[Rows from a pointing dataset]
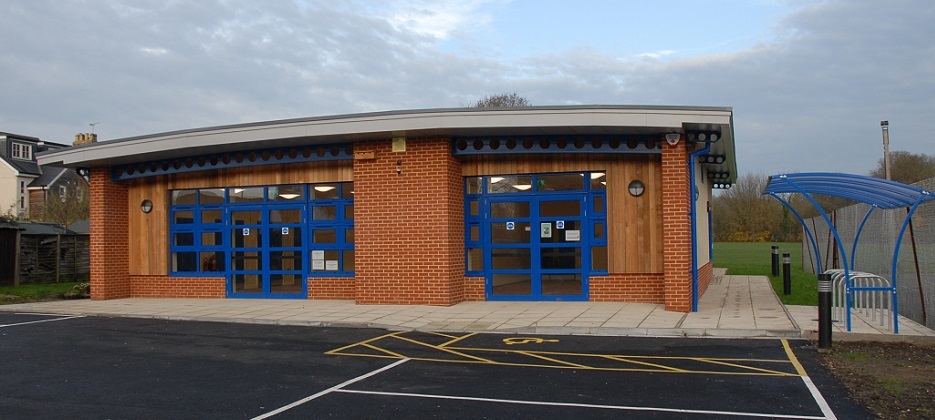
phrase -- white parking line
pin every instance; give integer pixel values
(580, 405)
(40, 321)
(329, 390)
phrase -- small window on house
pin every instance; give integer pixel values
(22, 151)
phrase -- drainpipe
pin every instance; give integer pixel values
(693, 189)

### [Description of the task]
Copy the lines of the records without any changes, from the line that contains "phrase -- small window on house" through the end of the records.

### [Response to the exercise]
phrase -- small window on house
pin every instance; give integer pixel values
(22, 151)
phrase -- drainpipe
pin every instance; give integer pixel values
(693, 189)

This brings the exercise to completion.